Passage to read>
--- begin ---

Instruction Cleanup Questions

I am working on cleaning up some PPC code generation. Two questions:

1. Which pass is responsible for cleaning up self-moves:
   0x00000000100057c0 <+208>: mr r3,r3

2. Which pass is responsible for cleaning up unconditional jumps that
should be fall-throughs:
   0x0000000010005d88 <+1688>: b 0x10005d8c <._Z11sfoo+1692>
   0x0000000010005d8c <+1692>: ld r3,-32056(r2)

Maybe there are no such passes, but these things appear in optimized
code, and I'm trying to figure out why.

Thanks in advance,
Hal

This should be handled by the MachineBlockPlacement (among others). Do you have a reduced est case?

Hi Hal,

I am working on cleaning up some PPC code generation. Two questions:

  1. Which pass is responsible for cleaning up self-moves:
    0x00000000100057c0 <+208>: mr r3,r3

and the RA should eliminate trivial copies.

and the RA should eliminate trivial copies.

Most probably PPC backend misses some hooks / descriptions...

Chandler,

Thanks for the pointer! It turns out that this was a problem only in
the context of a local modification (and I could fix it by fixing
AnalyzeBranch and friends). That triggered other problems, but that's
another story...

-Hal

Hi Hal,

>
> I am working on cleaning up some PPC code generation. Two
> questions:
>
> 1. Which pass is responsible for cleaning up self-moves:
> 0x00000000100057c0 <+208>: mr r3,r3
>

and the RA should eliminate trivial copies.

--- end ---

[Saved dataset items]

--- begin ---

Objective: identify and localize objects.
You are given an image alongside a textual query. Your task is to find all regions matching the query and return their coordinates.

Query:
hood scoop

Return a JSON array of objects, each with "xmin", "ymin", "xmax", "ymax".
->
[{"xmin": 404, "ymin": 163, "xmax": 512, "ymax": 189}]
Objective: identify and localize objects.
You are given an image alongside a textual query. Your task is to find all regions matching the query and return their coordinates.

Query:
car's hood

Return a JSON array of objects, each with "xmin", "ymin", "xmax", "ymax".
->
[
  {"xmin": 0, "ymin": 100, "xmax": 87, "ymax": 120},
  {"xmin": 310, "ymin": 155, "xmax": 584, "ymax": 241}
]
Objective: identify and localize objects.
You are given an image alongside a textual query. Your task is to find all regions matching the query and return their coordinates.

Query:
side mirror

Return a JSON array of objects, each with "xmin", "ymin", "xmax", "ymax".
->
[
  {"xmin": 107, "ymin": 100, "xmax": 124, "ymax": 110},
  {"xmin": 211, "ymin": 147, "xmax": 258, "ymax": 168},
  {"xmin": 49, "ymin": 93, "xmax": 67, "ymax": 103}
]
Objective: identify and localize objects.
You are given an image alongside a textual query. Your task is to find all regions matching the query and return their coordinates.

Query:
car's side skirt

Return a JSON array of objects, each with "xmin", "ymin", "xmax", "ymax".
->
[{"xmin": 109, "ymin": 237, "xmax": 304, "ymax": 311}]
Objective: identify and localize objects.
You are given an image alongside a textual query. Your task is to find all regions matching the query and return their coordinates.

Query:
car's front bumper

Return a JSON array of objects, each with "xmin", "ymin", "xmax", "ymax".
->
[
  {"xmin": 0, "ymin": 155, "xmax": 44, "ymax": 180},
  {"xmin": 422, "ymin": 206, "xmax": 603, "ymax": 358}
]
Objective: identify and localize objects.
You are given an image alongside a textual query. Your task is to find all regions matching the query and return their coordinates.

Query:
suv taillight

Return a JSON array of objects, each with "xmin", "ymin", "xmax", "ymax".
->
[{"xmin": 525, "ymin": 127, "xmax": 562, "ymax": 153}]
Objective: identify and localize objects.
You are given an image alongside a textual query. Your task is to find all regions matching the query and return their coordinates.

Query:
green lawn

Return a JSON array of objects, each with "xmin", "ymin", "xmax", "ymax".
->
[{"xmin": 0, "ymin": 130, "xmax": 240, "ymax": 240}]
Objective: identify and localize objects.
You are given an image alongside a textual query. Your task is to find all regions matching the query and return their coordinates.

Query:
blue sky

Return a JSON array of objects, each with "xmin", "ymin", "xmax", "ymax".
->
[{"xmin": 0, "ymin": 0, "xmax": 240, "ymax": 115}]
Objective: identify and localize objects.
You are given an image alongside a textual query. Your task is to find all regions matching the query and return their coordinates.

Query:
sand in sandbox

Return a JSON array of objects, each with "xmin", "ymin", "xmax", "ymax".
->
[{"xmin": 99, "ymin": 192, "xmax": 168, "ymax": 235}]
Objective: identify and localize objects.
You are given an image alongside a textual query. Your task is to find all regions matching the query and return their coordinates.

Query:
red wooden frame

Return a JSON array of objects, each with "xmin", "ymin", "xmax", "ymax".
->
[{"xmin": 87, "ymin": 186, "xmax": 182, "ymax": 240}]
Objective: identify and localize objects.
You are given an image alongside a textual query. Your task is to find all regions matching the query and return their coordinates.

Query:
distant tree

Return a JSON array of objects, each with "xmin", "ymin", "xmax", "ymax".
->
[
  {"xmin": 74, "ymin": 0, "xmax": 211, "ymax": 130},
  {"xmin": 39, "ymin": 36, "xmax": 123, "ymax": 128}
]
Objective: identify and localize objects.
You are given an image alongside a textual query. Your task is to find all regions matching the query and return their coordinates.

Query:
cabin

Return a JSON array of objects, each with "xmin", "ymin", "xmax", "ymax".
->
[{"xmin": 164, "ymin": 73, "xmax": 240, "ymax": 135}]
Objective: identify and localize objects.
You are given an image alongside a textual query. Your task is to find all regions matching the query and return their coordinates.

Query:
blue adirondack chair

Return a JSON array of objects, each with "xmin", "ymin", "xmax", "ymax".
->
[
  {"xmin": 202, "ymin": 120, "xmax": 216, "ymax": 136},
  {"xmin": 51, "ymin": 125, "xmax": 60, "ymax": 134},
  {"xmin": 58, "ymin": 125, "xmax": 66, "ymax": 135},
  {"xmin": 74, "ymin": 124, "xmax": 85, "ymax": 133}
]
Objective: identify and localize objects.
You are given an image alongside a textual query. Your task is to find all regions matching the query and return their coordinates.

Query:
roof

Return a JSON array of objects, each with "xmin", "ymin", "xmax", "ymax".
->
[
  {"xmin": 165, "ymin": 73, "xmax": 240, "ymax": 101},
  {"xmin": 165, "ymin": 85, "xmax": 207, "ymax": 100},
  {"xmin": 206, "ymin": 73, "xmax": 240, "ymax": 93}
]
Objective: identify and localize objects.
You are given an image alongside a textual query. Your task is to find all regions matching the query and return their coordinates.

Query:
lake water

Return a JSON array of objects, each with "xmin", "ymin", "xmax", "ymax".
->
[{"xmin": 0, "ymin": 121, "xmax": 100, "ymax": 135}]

--- end ---

Your instructions> Reproduce the part of the PPC code cleanup thread above between "Instruction Cleanup Questions" and "figure out why.", inclusive.

Full solution>
Instruction Cleanup Questions

I am working on cleaning up some PPC code generation. Two questions:

1. Which pass is responsible for cleaning up self-moves:
   0x00000000100057c0 <+208>: mr r3,r3

2. Which pass is responsible for cleaning up unconditional jumps that
should be fall-throughs:
   0x0000000010005d88 <+1688>: b 0x10005d8c <._Z11sfoo+1692>
   0x0000000010005d8c <+1692>: ld r3,-32056(r2)

Maybe there are no such passes, but these things appear in optimized
code, and I'm trying to figure out why.